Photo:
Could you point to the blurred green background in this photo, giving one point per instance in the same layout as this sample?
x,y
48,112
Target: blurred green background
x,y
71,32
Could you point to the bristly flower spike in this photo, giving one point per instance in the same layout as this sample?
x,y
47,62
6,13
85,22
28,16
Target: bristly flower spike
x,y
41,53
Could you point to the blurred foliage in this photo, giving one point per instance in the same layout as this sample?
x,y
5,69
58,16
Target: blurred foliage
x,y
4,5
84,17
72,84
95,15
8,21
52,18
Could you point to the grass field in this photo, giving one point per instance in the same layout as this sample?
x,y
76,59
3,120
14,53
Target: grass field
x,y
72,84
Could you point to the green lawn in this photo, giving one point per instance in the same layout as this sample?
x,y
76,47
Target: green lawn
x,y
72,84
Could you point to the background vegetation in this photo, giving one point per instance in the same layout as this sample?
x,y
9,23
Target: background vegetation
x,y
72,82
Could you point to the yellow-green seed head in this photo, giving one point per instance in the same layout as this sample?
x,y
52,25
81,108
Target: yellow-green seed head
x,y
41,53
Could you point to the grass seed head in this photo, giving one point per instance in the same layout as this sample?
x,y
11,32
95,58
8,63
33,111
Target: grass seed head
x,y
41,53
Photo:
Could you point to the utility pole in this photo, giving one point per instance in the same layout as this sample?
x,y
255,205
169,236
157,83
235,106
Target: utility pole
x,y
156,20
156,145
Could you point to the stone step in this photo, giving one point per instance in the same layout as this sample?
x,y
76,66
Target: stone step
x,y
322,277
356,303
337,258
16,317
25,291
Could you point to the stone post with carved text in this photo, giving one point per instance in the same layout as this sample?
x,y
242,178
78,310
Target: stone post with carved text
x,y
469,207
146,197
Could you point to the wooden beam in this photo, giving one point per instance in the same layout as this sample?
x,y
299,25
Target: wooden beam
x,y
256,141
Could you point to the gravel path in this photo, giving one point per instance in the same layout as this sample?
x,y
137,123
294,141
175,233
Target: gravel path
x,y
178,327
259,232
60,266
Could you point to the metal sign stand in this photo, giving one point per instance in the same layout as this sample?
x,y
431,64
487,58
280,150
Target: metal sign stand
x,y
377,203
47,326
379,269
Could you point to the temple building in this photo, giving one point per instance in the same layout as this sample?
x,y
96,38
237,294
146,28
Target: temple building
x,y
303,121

* Problem to solve:
From the line that holds "Could you point to the temple" to the last line of the records above, print each line exactly. Add nothing else.

* Answer to this problem:
Could you point to the temple building in this photo, giving one point per instance in the same layout as this sample?
x,y
96,38
237,294
146,28
Target: temple building
x,y
303,121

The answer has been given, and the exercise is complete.